> **Texto proporcionado**
○ ○ ○
En una segunda inspección —una de las marquesinas de los negocios que aparecen en el video tiene su nombre escrito en español, mientras que el autor sostiene que el testimonio proviene de Antigua y Barbuda, donde sólo se habla inglés— no era tan difícil darse cuenta de la rareza del suceso. Ya para entonces era demasiado tarde. El pánico fue sembrado. Casi nadie se tomó la molestia en verificar si los videos eran ciertos o no.
Tal y como ocurrió casi 80 años antes. Mismo pánico, mismas reacciones, mismos medios propagando el miedo y la desinformación.
El 30 de octubre de 1938 miles de estadounidenses encendieron su radio como era costumbre. En ausencia de televisión, que estaba a unos cuantos años de convertirse en el medio más popular de entretenimiento, la radio era la diversión familiar perfecta.
Pasadas las ocho de la noche, como sucedía desde julio, el programa Mercury Theater on Air, creación del prodigio Orson Welles, de apenas 23 años, iniciaba su transmisión. El programa comenzaba a despertar interés; aunque no estaba ni cerca de ser lo más popular de la hora el número de radioescuchas iba en aumento e incluso alcanzó los cientos de miles.
No era para menos: a lo largo de una hora, Welles y un gran reparto de actores dramatizaban libros clásicos. En su primer episodio adaptaron Drácula de Bram Stoker, y, a pesar de tener baja audiencia, el programa generó revuelo por transmitir contenido que en ese entonces se consideraba demasiado tétrico para las ondas radiales.
Entre las obras que seleccionaron para su interpretación también se encontraba La isla del tesoro de Robert Louis Stevenson, El conde de Montecristo de Alejandro Dumas y Julio César de William Shakespeare.
Sin embargo, para el episodio 17 del serial, Welles, el productor John Houseman y el escritor Howard Koch tenían una idea novedosa. Utilizarían otra obra, una “inadaptable” por un problema fundamental: se trataba de una novela sobre el avance de la tecnología en el siglo xix y sus implicaciones en la sociedad británica. Este gran clásico de la ciencia ficción necesitaba actualizarse y modificarse para que fuera relevante para el público estadounidense.
Ésa fue la razón de que Welles y sus compañeros decidieran reescribirla. En lugar de la campiña inglesa, la trama sucedería en Nueva Jersey. En lugar del siglo xix, se modificaría para que ocurriera durante el presente. Y, para darle el mayor realismo posible, se transmitiría en tiempo real. El programa duraría una hora y se narraría en el estilo de las noticias del momento: lectura de boletines con interrupciones y entrevistas y “reportajes” desde el lugar de los hechos.2
Al principio de la transmisión, Welles leyó su mensaje acostumbrado. Lo hizo de manera veloz y, dado que ocupó escasos segundos, hubo quien no alcanzó a escucharlo y jamás se enteró que los siguientes minutos serían ficción, puro entretenimiento: simulación.
○ ○ ○
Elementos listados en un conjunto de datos
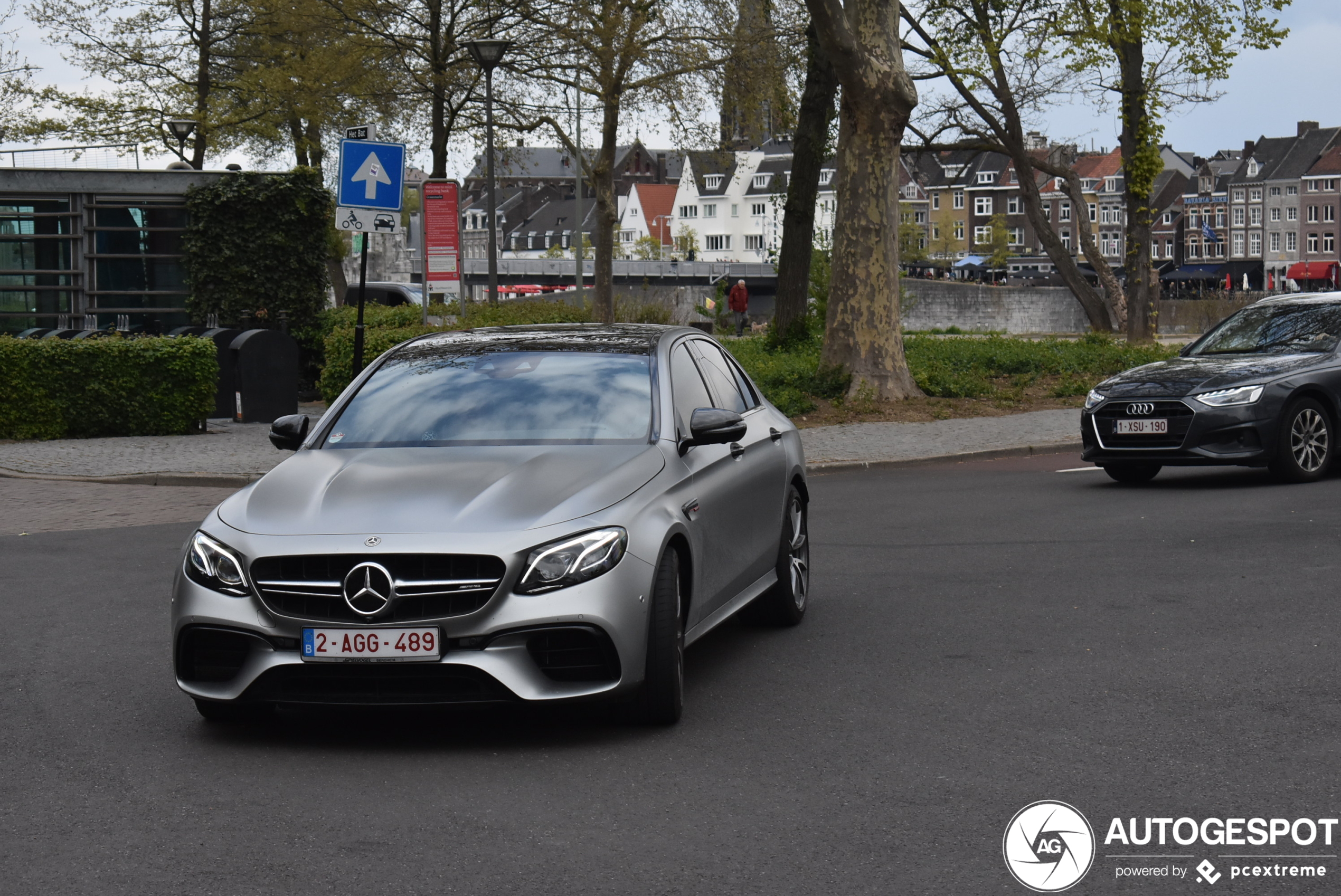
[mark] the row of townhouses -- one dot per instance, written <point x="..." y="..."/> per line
<point x="1265" y="213"/>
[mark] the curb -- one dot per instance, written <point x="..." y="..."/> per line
<point x="210" y="480"/>
<point x="990" y="454"/>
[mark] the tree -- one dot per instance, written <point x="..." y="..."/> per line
<point x="809" y="149"/>
<point x="628" y="54"/>
<point x="1154" y="55"/>
<point x="861" y="331"/>
<point x="165" y="59"/>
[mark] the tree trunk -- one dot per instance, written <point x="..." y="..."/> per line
<point x="607" y="215"/>
<point x="798" y="220"/>
<point x="861" y="332"/>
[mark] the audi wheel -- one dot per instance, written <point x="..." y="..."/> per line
<point x="1304" y="446"/>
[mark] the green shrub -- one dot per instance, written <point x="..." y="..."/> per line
<point x="91" y="387"/>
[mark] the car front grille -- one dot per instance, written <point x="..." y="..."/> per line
<point x="385" y="685"/>
<point x="427" y="586"/>
<point x="1176" y="413"/>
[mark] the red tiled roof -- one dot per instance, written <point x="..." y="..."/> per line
<point x="657" y="204"/>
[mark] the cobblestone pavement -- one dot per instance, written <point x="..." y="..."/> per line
<point x="42" y="506"/>
<point x="240" y="449"/>
<point x="876" y="442"/>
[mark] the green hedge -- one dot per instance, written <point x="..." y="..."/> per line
<point x="90" y="387"/>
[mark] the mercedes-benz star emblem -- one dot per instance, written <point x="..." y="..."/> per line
<point x="369" y="588"/>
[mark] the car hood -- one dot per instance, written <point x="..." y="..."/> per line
<point x="439" y="489"/>
<point x="1187" y="375"/>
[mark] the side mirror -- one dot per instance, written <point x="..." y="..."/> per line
<point x="289" y="433"/>
<point x="714" y="426"/>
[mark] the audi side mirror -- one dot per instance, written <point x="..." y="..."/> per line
<point x="289" y="433"/>
<point x="713" y="426"/>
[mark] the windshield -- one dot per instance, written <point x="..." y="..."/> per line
<point x="426" y="397"/>
<point x="1280" y="330"/>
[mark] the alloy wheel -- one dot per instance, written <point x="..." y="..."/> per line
<point x="798" y="551"/>
<point x="1309" y="440"/>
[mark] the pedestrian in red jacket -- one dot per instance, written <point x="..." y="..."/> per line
<point x="739" y="303"/>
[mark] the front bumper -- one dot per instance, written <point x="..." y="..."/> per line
<point x="490" y="654"/>
<point x="1241" y="436"/>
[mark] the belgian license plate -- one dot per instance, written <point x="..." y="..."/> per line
<point x="1143" y="427"/>
<point x="372" y="645"/>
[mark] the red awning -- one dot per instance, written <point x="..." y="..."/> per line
<point x="1312" y="271"/>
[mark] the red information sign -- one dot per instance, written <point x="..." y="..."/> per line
<point x="441" y="237"/>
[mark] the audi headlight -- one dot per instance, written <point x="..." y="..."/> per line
<point x="1226" y="397"/>
<point x="572" y="560"/>
<point x="215" y="566"/>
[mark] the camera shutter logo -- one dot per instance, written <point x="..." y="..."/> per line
<point x="1049" y="847"/>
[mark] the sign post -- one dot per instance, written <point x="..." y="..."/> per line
<point x="372" y="187"/>
<point x="443" y="242"/>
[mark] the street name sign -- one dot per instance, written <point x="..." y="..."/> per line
<point x="372" y="175"/>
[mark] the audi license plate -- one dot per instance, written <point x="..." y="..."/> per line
<point x="372" y="645"/>
<point x="1143" y="427"/>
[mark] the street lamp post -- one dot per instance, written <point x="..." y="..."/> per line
<point x="487" y="55"/>
<point x="182" y="129"/>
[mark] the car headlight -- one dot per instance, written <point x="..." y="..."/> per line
<point x="572" y="560"/>
<point x="1226" y="397"/>
<point x="214" y="566"/>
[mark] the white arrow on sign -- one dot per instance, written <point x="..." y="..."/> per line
<point x="371" y="173"/>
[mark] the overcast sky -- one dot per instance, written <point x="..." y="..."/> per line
<point x="1265" y="96"/>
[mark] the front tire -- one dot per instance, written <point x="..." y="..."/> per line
<point x="785" y="603"/>
<point x="1304" y="448"/>
<point x="1132" y="473"/>
<point x="662" y="697"/>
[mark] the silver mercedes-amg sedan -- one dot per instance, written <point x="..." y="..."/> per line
<point x="514" y="513"/>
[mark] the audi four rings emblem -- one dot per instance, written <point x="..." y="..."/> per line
<point x="368" y="588"/>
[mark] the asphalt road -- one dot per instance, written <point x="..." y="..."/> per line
<point x="982" y="636"/>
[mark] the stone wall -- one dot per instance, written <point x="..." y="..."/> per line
<point x="939" y="304"/>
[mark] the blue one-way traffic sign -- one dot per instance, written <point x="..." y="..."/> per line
<point x="372" y="175"/>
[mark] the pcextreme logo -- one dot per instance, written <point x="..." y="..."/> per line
<point x="1049" y="847"/>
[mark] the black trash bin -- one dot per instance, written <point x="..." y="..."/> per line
<point x="224" y="399"/>
<point x="265" y="375"/>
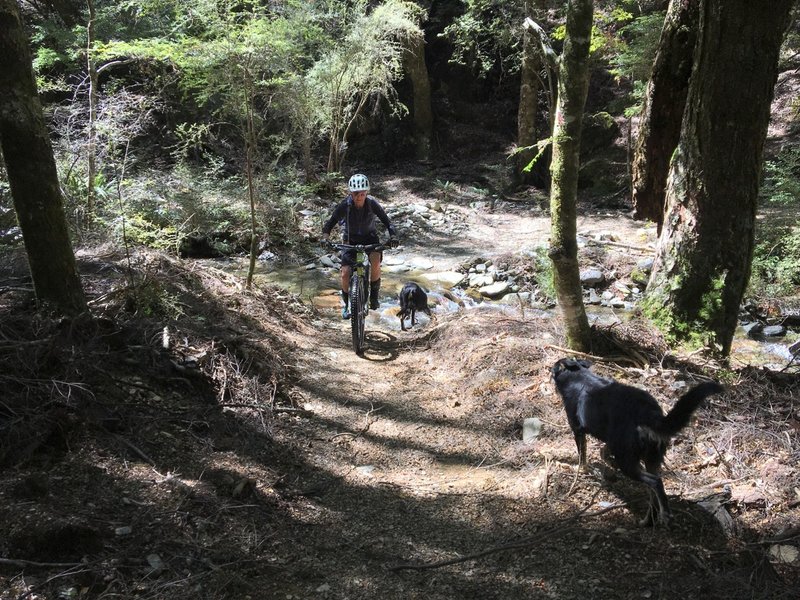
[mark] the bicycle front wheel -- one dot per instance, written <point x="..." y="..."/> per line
<point x="357" y="313"/>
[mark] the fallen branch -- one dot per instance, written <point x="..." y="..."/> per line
<point x="559" y="527"/>
<point x="13" y="562"/>
<point x="621" y="245"/>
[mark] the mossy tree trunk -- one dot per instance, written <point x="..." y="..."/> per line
<point x="573" y="84"/>
<point x="32" y="173"/>
<point x="417" y="71"/>
<point x="528" y="97"/>
<point x="664" y="103"/>
<point x="704" y="253"/>
<point x="91" y="146"/>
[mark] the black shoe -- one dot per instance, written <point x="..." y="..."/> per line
<point x="374" y="290"/>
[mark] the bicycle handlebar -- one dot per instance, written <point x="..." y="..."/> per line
<point x="362" y="247"/>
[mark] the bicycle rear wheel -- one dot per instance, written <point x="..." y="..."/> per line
<point x="357" y="313"/>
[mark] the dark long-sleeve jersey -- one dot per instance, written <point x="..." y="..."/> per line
<point x="358" y="225"/>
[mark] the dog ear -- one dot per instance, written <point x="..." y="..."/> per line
<point x="571" y="364"/>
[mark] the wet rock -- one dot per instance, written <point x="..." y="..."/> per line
<point x="446" y="278"/>
<point x="477" y="280"/>
<point x="774" y="331"/>
<point x="591" y="277"/>
<point x="496" y="290"/>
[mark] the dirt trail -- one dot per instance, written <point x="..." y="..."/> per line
<point x="417" y="460"/>
<point x="259" y="457"/>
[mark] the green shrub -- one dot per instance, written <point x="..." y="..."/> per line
<point x="776" y="255"/>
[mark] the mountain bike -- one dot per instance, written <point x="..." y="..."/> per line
<point x="359" y="288"/>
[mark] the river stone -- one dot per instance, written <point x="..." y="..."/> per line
<point x="496" y="290"/>
<point x="423" y="264"/>
<point x="401" y="268"/>
<point x="774" y="331"/>
<point x="393" y="259"/>
<point x="591" y="277"/>
<point x="446" y="278"/>
<point x="478" y="280"/>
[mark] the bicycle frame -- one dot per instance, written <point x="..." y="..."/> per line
<point x="359" y="289"/>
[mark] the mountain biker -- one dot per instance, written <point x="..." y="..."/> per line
<point x="356" y="216"/>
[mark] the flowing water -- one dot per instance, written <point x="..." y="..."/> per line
<point x="320" y="286"/>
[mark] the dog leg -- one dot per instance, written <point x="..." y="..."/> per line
<point x="663" y="514"/>
<point x="580" y="442"/>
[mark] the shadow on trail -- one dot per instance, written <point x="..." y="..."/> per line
<point x="381" y="347"/>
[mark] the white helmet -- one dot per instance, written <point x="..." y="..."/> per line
<point x="358" y="183"/>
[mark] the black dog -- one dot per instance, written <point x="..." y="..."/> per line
<point x="627" y="419"/>
<point x="412" y="299"/>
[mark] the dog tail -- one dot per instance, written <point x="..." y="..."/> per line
<point x="679" y="416"/>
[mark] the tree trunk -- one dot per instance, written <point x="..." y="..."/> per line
<point x="573" y="84"/>
<point x="32" y="172"/>
<point x="91" y="150"/>
<point x="664" y="103"/>
<point x="528" y="99"/>
<point x="417" y="71"/>
<point x="704" y="254"/>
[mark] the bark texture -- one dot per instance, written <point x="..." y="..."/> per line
<point x="573" y="84"/>
<point x="705" y="249"/>
<point x="417" y="71"/>
<point x="664" y="103"/>
<point x="32" y="173"/>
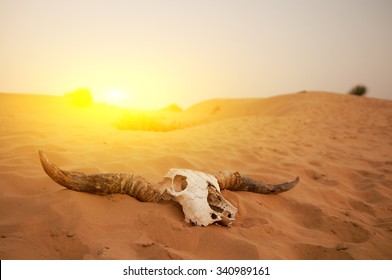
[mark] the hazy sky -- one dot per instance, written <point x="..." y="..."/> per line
<point x="160" y="52"/>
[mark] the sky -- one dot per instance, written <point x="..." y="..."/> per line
<point x="152" y="53"/>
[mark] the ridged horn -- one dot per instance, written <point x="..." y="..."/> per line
<point x="107" y="183"/>
<point x="234" y="181"/>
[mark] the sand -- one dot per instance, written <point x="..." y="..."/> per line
<point x="339" y="145"/>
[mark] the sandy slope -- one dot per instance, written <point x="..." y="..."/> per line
<point x="339" y="145"/>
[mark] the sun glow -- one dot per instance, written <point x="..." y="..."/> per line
<point x="117" y="97"/>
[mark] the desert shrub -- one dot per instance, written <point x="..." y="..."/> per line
<point x="81" y="97"/>
<point x="358" y="90"/>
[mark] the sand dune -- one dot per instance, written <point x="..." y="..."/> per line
<point x="339" y="145"/>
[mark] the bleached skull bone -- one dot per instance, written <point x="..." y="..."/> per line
<point x="200" y="197"/>
<point x="199" y="193"/>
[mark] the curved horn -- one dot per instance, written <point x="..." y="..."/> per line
<point x="234" y="181"/>
<point x="109" y="183"/>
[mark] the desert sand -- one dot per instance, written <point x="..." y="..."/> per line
<point x="339" y="145"/>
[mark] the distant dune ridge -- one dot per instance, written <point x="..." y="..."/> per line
<point x="339" y="145"/>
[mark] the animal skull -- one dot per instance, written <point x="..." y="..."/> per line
<point x="200" y="197"/>
<point x="198" y="193"/>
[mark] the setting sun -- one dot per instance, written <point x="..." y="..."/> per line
<point x="117" y="97"/>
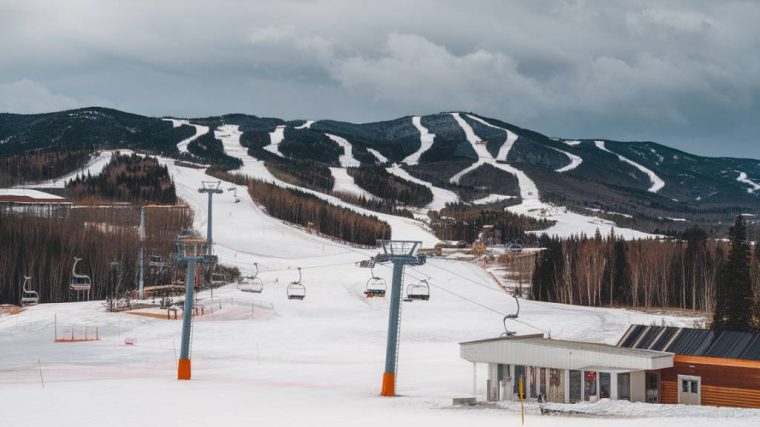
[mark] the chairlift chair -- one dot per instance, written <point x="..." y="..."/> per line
<point x="418" y="291"/>
<point x="29" y="297"/>
<point x="79" y="282"/>
<point x="253" y="284"/>
<point x="296" y="290"/>
<point x="376" y="286"/>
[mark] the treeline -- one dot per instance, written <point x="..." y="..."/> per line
<point x="44" y="248"/>
<point x="465" y="222"/>
<point x="303" y="173"/>
<point x="376" y="180"/>
<point x="609" y="271"/>
<point x="35" y="167"/>
<point x="126" y="178"/>
<point x="307" y="210"/>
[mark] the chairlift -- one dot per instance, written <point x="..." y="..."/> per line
<point x="80" y="283"/>
<point x="296" y="290"/>
<point x="156" y="261"/>
<point x="29" y="297"/>
<point x="218" y="279"/>
<point x="253" y="284"/>
<point x="376" y="286"/>
<point x="418" y="291"/>
<point x="507" y="332"/>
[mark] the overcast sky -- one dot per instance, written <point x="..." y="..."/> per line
<point x="686" y="73"/>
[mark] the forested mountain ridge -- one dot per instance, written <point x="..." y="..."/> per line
<point x="642" y="185"/>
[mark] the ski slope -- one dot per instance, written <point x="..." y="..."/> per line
<point x="744" y="179"/>
<point x="508" y="142"/>
<point x="441" y="196"/>
<point x="346" y="159"/>
<point x="426" y="141"/>
<point x="657" y="182"/>
<point x="275" y="138"/>
<point x="413" y="229"/>
<point x="199" y="131"/>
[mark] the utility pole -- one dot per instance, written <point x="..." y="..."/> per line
<point x="192" y="251"/>
<point x="400" y="253"/>
<point x="210" y="188"/>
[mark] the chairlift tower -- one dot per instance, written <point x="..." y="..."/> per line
<point x="191" y="250"/>
<point x="400" y="253"/>
<point x="210" y="188"/>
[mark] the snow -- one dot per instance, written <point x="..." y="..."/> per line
<point x="378" y="156"/>
<point x="413" y="229"/>
<point x="306" y="125"/>
<point x="347" y="159"/>
<point x="492" y="198"/>
<point x="744" y="179"/>
<point x="94" y="167"/>
<point x="441" y="196"/>
<point x="262" y="358"/>
<point x="344" y="183"/>
<point x="657" y="182"/>
<point x="508" y="143"/>
<point x="199" y="131"/>
<point x="25" y="192"/>
<point x="426" y="141"/>
<point x="275" y="138"/>
<point x="575" y="161"/>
○ ○ ○
> **Lista de tareas**
1 > Reescribe el texto sobre el programa radial de Orson Welles desde "Entre las obras" hasta "el público estadounidense.", incluido este último fragmento, y cambia "novedosa" por "original".
2 > Reporta todas las líneas del listado que contengan la cadena "horn" y cópialas sin cambios.

> **Respuestas**
1 >
Entre las obras que seleccionaron para su interpretación también se encontraba La isla del tesoro de Robert Louis Stevenson, El conde de Montecristo de Alejandro Dumas y Julio César de William Shakespeare.
Sin embargo, para el episodio 17 del serial, Welles, el productor John Houseman y el escritor Howard Koch tenían una idea original. Utilizarían otra obra, una “inadaptable” por un problema fundamental: se trataba de una novela sobre el avance de la tecnología en el siglo xix y sus implicaciones en la sociedad británica. Este gran clásico de la ciencia ficción necesitaba actualizarse y modificarse para que fuera relevante para el público estadounidense.

2 >
[mark] the ridged horn -- one dot per instance, written <point x="..." y="..."/> per line
[mark] the curved horn -- one dot per instance, written <point x="..." y="..."/> per line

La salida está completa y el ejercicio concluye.